Work to complete:
**1.** Summarize the forum thread on automata and acceptance conditions in two sentences.
**2.** Write what follows the last line of the forum thread on automata and acceptance conditions.

Source extract:
This in turn leaves us free to use DA and NA for, respectively, FLTS and LTS equipped with start and accept states, and then prove there the theorems that require talking about such states.
Re the concept: there's no real established name for this concept that I could find, as I wrote, so it's a design choice. Calling 'transition system given by a function' LTS-something instead of Automaton-something seems more consistent to me and seems to give us a better hierarchy.
Ching-Tsun Chou (Nov 03 2025 at 18:10):
@Fabrizio Montesi Attaching the set of accepting states to DA or NA is a bad idea, because automata on infinite words have several types of acceptance conditions not all of which can be specified by a set of states:
- The Muller acceptance condition is a set of sets of states.
- The Rabin and Streett acceptance conditions are a set of pairs of sets of states.
-
The Buchi acceptance condition is a set of states.
Here's a good reference: https://www.imsc.res.in/~madhavan/papers/pdf/tcs-96-2.pdf
This is why I keep insisting that DA and NA should NOT carry accepting states and moved the accepting states (or sets of sets of states, etc) to Accept.lean, which is now completely orthogonal to DA/NA and can be combined with them in any manner you like. Currently cslib#142 already illustrates several combinations: -
Finite acceptance condition with DA, NA, and EpsilonNA.

Records from a dataset:

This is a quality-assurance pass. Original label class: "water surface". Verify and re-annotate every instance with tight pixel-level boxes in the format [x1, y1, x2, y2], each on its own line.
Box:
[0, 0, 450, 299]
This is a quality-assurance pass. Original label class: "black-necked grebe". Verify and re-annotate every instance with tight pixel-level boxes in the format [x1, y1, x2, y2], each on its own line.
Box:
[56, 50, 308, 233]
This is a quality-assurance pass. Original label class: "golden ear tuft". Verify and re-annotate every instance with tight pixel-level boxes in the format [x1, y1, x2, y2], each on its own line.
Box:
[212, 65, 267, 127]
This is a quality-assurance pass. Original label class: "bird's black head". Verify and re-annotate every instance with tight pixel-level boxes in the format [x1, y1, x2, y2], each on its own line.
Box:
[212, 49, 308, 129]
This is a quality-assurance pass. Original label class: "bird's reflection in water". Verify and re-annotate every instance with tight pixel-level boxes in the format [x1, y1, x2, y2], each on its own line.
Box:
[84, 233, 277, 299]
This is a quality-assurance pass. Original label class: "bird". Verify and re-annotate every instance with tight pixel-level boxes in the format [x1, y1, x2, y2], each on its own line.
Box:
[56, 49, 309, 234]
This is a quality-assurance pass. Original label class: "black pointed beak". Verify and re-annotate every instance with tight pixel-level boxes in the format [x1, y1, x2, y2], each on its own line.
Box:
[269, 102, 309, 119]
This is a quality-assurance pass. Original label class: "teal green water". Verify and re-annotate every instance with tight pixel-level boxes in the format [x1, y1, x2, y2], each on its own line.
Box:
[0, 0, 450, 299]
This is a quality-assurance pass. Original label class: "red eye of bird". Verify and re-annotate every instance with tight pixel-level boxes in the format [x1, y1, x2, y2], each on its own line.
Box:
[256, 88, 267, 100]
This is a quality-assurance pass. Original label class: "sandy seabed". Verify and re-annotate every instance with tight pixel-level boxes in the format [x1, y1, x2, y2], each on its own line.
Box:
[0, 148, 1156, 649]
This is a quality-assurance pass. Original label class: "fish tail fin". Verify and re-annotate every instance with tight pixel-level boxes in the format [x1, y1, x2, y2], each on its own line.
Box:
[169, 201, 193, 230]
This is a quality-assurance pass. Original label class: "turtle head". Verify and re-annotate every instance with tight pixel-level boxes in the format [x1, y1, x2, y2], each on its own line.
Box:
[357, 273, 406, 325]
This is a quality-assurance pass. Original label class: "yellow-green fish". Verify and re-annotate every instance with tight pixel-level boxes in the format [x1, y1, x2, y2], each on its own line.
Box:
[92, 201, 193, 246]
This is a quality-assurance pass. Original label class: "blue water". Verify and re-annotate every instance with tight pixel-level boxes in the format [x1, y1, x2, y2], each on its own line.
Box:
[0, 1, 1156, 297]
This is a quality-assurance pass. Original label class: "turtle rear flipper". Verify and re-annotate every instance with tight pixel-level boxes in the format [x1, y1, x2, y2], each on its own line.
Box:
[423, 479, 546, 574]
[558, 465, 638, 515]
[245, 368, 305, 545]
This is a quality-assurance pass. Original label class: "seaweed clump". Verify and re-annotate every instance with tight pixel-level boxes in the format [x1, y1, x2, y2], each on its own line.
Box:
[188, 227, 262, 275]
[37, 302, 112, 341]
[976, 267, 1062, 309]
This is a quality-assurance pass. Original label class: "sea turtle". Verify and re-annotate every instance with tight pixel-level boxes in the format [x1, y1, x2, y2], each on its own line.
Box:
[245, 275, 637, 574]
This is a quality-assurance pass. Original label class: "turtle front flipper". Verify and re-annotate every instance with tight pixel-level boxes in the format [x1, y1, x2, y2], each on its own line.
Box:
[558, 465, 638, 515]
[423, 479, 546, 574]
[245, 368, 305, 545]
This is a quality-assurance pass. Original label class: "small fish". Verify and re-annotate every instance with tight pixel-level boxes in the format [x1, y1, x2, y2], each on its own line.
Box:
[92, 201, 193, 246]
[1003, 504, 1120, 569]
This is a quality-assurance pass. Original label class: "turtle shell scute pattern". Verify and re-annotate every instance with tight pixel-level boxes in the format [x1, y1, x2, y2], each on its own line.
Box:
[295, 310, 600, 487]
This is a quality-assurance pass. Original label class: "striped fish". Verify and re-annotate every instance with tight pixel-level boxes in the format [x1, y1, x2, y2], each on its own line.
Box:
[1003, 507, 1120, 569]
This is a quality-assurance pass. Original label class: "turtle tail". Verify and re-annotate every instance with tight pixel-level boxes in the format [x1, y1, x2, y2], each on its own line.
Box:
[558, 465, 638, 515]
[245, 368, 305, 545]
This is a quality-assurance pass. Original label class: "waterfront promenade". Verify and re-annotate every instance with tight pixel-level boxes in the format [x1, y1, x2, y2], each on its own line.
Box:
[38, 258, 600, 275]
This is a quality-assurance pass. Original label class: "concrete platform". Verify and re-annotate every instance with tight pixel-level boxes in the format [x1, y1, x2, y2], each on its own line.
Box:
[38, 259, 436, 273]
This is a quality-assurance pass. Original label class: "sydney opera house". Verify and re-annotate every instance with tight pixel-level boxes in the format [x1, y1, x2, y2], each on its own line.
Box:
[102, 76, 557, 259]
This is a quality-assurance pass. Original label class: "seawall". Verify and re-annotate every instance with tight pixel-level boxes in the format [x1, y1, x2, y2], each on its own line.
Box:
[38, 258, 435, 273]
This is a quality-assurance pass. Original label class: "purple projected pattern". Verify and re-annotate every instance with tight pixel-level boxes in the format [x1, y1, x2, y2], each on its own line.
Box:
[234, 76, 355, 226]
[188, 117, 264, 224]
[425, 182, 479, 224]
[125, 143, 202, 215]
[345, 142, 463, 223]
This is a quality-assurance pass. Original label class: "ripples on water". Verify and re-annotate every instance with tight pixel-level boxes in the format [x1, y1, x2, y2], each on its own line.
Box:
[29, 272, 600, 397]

Responses for each task:
**1.** One participant proposes keeping DA and NA for FLTS and LTS equipped with start and accept states, and argues that naming a transition system given by a function "LTS-something" rather than "Automaton-something" is more consistent and gives a better hierarchy. Ching-Tsun Chou objects that attaching accepting states to DA or NA is a bad idea because automata on infinite words have acceptance conditions, such as Muller, Rabin and Streett, that cannot all be given by a set of states, which is why the accepting states were moved to Accept.lean, a file fully orthogonal to DA and NA.

**2.**
- Buchi acceptance condition with NA, which is used to define the notion of ω-regular languages.
- Muller acceptance condition with DA, which is used to state McNaughton's theorem.
- More combinations will be added. For example, a relatively simple result is that DA with Buchi acceptance condition is strictly weaker than Buchi with NA and hence does not capture ω-regular languages. (This is a major difference between regular and ω-regular languages. The former is insensitive to the DA vs NA distinction, while the latter requires one to go from the simple Buchi condition to the more complex Muller or Rabin or Streett condition when moving from NA to DA.)
Ching-Tsun Chou (Nov 03 2025 at 18:13):
As to having a notion of FLTS, I think it is pretty orthogonal to the design of automata theory. We can easily switch to it just like we can easily switch to a different LTS implementation as long as the same API is kept.
Fabrizio Montesi (Nov 04 2025 at 16:06):
More progress and a reply to your last comment @Ching-Tsun Chou .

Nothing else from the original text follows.